Texte fourni —
====

Deutéronome 30, 10-14 ; Psaume 19, 8-12 ; Colossiens 1, 15-20 ; Luc 10, 25-37
Luc 10, 25-37
« Umuntu ngumuntu ngabantu », une formule bantoue signifiant : « je suis ce que je suis parce que tu es ce que tu es ». Desmond Tutu l'a mise au cœur de sa théologie : « Quelqu'un d'ubuntu est ouvert et disponible pour les autres, dévoué aux autres, ne se sent pas menacé parce que les autres sont capables et bons car il ou elle possède sa propre estime de soi — qui vient de la connaissance qu'il ou elle a d'appartenir à quelque chose de plus grand — et qu'il ou elle est diminué quand les autres sont diminués ou humiliés, quand les autres sont torturés ou opprimés. »
Une formule dotée d'une vraie pertinence dans ce qui interroge l'Europe aujourd'hui : l'accueil des réfugiés. Nous allons voir que la parabole de Jésus que nous avons lue en est très proche. Elle commente le cœur de la Loi biblique, mettant en vraie complicité Jésus et un légiste, qui au départ voulait savoir ce que Jésus lisait dans la Loi.
Les deux, Jésus et le légiste, sont d’accord, ne nous y trompons pas. Il faut se débarrasser de l’habitude de faire d’un tel texte une lecture qui invaliderait le judaïsme. Pour Jésus, le prêtre et le lévite présentés ici ne sont pas des représentants du judaïsme, mais de ce que précisément il n’est pas — un système à recette, où l’on saurait bien qui est le prochain : d’où, à provocation du légiste le mettant à l’épreuve (v. 25), provocation et demi de Jésus qui met en avant un Samaritain, censé être mal vu.
« Tu aimeras le Seigneur ton Dieu de tout ton cœur, de toute ton âme, de toute ta force et de toute ta pensée » (Deut 6.5) « et ton prochain comme toi-même » (Lv 19.18). Ce n’est pas Jésus qui vient de donner ce cœur de la Loi biblique, c’est le légiste. Au cœur de leur accord, en premier lieu le sens de la Loi, donc. Et en second lieu le fait qu’elle ne donne pas de recette.

====

Lignes de données —
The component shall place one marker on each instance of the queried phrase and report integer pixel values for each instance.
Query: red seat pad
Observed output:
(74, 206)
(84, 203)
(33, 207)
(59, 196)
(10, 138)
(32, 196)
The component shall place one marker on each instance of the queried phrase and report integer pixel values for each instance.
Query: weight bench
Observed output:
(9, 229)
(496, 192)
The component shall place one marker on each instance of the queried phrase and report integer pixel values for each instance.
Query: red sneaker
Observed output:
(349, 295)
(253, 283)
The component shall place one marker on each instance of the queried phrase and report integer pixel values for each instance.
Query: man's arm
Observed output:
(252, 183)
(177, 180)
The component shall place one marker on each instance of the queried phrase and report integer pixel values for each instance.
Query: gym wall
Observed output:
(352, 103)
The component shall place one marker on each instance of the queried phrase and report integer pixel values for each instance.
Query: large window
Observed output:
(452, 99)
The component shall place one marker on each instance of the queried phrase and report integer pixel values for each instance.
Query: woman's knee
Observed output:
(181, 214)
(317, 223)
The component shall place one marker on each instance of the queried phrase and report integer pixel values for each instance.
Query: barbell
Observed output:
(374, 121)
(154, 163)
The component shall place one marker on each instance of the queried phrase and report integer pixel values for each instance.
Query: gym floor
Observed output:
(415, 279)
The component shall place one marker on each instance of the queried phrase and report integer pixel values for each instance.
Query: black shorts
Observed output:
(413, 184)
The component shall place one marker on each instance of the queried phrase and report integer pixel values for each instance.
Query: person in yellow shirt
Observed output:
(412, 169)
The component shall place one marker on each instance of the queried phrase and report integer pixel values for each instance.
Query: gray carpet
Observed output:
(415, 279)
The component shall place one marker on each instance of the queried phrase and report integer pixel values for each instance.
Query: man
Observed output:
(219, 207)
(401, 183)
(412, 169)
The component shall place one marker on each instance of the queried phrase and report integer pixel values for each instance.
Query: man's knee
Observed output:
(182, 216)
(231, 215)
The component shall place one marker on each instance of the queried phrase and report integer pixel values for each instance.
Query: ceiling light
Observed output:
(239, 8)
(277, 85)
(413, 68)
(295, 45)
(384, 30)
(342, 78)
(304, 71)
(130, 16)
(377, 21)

====

Exercice écrit A —
D'après le texte fourni, qui énonce le cœur de la Loi biblique dans l'échange avec Jésus ?
Exercice écrit B —
Indiquez si chacune des affirmations suivantes s'accorde avec le texte fourni, en citant les mots qui tranchent : (i) Desmond Tutu a placé la formule « Umuntu ngumuntu ngabantu » au centre de sa théologie ; (ii) pour Jésus, le prêtre et le lévite représentent le judaïsme ; (iii) la Loi biblique fournit une recette.
Exercice écrit C —
Recopiez le passage du texte fourni en commençant aux mots « Une formule dotée » et en vous arrêtant après « dans la Loi. ».
Appuyez-vous uniquement sur le texte fourni, sans recourir aux items.

Corrigé détaillé A —
C'est le légiste, et non Jésus.

Corrigé détaillé B —
(i) Oui : « Desmond Tutu l'a mise au cœur de sa théologie ».
(ii) Non : « ne sont pas des représentants du judaïsme ».
(iii) Non : « le fait qu’elle ne donne pas de recette ».

Corrigé détaillé C —
Une formule dotée d'une vraie pertinence dans ce qui interroge l'Europe aujourd'hui : l'accueil des réfugiés. Nous allons voir que la parabole de Jésus que nous avons lue en est très proche. Elle commente le cœur de la Loi biblique, mettant en vraie complicité Jésus et un légiste, qui au départ voulait savoir ce que Jésus lisait dans la Loi.